[Records from a data collection]
^^^^^^^^^^^^^^^^

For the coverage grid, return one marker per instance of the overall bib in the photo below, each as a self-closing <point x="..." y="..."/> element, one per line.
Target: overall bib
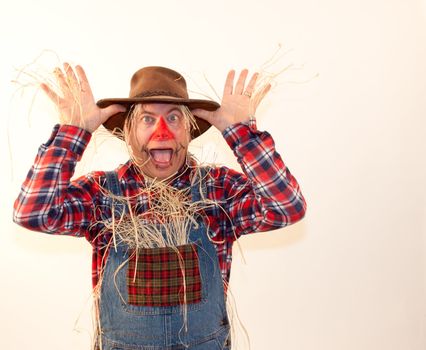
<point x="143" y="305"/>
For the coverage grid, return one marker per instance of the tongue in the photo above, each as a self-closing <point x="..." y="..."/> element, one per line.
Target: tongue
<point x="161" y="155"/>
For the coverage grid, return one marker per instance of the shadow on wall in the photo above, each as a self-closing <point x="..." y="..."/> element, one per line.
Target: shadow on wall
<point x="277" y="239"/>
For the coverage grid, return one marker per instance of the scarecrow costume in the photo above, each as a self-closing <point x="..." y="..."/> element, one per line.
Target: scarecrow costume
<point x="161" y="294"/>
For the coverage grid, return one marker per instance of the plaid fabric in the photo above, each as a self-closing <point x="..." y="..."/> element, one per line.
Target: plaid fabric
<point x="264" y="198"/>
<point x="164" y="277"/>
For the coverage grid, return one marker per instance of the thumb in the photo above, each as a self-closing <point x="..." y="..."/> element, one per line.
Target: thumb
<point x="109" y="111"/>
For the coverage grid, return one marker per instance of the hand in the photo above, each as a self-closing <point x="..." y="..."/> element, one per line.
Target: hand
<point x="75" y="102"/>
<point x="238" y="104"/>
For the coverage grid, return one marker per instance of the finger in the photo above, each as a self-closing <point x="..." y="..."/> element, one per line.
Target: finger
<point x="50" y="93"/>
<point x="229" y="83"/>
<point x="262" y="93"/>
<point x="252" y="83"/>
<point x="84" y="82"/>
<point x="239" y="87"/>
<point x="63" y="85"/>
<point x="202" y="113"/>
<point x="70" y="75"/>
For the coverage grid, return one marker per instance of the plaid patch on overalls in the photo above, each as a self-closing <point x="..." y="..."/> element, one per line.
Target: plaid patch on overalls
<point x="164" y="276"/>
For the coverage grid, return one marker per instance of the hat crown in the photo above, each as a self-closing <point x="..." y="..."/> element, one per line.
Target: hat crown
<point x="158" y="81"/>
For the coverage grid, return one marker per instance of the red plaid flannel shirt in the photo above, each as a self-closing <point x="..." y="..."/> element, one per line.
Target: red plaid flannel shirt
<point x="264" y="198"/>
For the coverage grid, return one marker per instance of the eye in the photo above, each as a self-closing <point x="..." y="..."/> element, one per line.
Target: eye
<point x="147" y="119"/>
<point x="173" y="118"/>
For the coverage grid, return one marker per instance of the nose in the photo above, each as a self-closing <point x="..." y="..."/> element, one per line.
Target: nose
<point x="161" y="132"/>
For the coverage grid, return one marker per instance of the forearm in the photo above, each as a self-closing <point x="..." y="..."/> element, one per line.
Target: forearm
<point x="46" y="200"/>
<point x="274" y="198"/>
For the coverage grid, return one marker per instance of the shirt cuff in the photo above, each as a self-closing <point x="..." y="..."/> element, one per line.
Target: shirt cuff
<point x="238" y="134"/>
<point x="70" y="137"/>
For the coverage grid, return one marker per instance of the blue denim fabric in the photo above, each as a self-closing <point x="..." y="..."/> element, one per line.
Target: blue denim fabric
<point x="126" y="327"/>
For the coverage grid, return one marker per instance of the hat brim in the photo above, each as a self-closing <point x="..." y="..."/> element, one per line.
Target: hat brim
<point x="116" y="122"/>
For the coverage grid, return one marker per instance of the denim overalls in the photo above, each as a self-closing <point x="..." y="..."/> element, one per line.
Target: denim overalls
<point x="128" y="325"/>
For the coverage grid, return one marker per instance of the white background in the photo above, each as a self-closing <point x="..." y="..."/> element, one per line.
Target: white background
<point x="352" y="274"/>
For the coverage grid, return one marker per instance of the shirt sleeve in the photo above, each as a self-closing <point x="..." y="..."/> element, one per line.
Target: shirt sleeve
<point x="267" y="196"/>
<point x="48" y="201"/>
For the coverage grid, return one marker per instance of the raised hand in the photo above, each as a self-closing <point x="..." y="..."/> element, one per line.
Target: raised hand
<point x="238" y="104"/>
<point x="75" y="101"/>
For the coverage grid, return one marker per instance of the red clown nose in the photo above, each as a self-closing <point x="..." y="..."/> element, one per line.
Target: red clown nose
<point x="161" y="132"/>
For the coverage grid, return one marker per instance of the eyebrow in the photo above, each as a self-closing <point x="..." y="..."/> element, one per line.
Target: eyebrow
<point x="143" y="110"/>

^^^^^^^^^^^^^^^^

* THE TASK:
Set down each entry above exactly as it appears. Omit the pictures.

* OUTPUT:
For the coverage grid, return one marker per instance of the overall bib in the photo below, each as a self-closing <point x="..." y="..."/> element, one per line.
Target: overall bib
<point x="143" y="305"/>
For the coverage grid, return one marker per instance of the tongue in the photo above, each as a self-closing <point x="..." y="..."/> element, one per line.
Target: tongue
<point x="161" y="155"/>
For the coverage grid, return one marker per instance of the shadow on wall in the photo above, each as a self-closing <point x="..." y="..."/> element, one per line.
Target: shadow on wall
<point x="277" y="239"/>
For the coverage grid, return one marker per instance of the scarecrow costume in the photo above, each as a self-closing <point x="..." y="..."/> element, one per line.
Target: scarecrow costume
<point x="161" y="294"/>
For the coverage grid, return one marker per instance of the plaid fabric in the photo above, each as a self-closing <point x="..." y="..."/> element, one per line.
Target: plaid fabric
<point x="264" y="198"/>
<point x="164" y="277"/>
For the coverage grid, return one marker per instance of the thumb in the photo above, each as a self-closing <point x="..." y="..."/> element, one per line.
Target: thumb
<point x="109" y="111"/>
For the coverage grid, return one marker per instance of the hand in the photo above, each as a self-closing <point x="..." y="..."/> element, one per line.
Target: hand
<point x="75" y="102"/>
<point x="238" y="104"/>
For the coverage grid, return one marker per instance of the finger in the photo above, each as a self-closing <point x="..." y="..."/> element, one per line.
Target: finger
<point x="50" y="93"/>
<point x="229" y="83"/>
<point x="262" y="93"/>
<point x="252" y="83"/>
<point x="84" y="82"/>
<point x="239" y="87"/>
<point x="63" y="85"/>
<point x="202" y="113"/>
<point x="70" y="75"/>
For the coverage grid, return one marker per instance of the plaid patch on overalls in the photo above, each as a self-closing <point x="..." y="..."/> element, one per line.
Target: plaid patch on overalls
<point x="164" y="276"/>
For the coverage grid, return one marker per instance of the hat crown in the photo above, each as a self-closing <point x="..." y="..."/> element, one per line.
Target: hat crown
<point x="158" y="81"/>
For the coverage grid, return one marker per instance of the red plaid flannel shirt in the photo above, each as a self-closing <point x="..." y="..."/> element, one per line.
Target: red plaid flannel shirt
<point x="264" y="198"/>
For the coverage grid, return one marker per instance of the eye in the photo above, each as a self-closing <point x="..." y="..."/> element, one per line.
Target: eye
<point x="147" y="119"/>
<point x="173" y="118"/>
For the coverage grid, return one marker per instance of the nose in the photo above, each as a self-closing <point x="..." y="..."/> element, one per line.
Target: nose
<point x="161" y="132"/>
For the coverage grid, return one marker per instance of the forearm in the photo above, each as a self-closing <point x="..." y="..."/> element, one per line.
Target: forearm
<point x="46" y="200"/>
<point x="274" y="198"/>
For the coverage grid, return one marker per instance of the shirt cuff in the photo above, each as a self-closing <point x="..." y="..."/> element, one per line.
Target: shirt cuff
<point x="238" y="134"/>
<point x="70" y="137"/>
For the coverage grid, return one marker per instance of the blue denim fabric in the photo above, each as a self-closing <point x="..." y="..."/> element, one per line.
Target: blue denim fabric
<point x="126" y="327"/>
For the coverage grid, return one marker per instance of the hat brim in the photo above, each as a self-closing <point x="..." y="..."/> element, one per line.
Target: hat brim
<point x="116" y="122"/>
For the coverage grid, return one marker per instance of the denim overalls in the photo above, each as a self-closing <point x="..." y="..."/> element, one per line.
Target: denim overalls
<point x="128" y="325"/>
For the coverage grid, return one marker per instance of the white background in the photo above, each as a self-closing <point x="..." y="..."/> element, one per line.
Target: white background
<point x="352" y="274"/>
For the coverage grid, return one marker per instance of the shirt sleeve in the photo above, each as a self-closing <point x="..." y="..."/> element, one per line.
Target: shirt sleeve
<point x="267" y="196"/>
<point x="48" y="201"/>
For the coverage grid, return one marker per instance of the raised hand in the photo above, each as a self-closing <point x="..." y="..."/> element, one per line.
Target: raised hand
<point x="238" y="104"/>
<point x="75" y="101"/>
For the coverage grid, return one marker per instance of the red clown nose in the photo above, each as a self-closing <point x="..." y="..."/> element, one per line.
Target: red clown nose
<point x="161" y="132"/>
For the coverage grid, return one marker per instance of the eyebrow in the photo above, each as a self-closing <point x="..." y="..."/> element, one per line.
Target: eyebrow
<point x="143" y="110"/>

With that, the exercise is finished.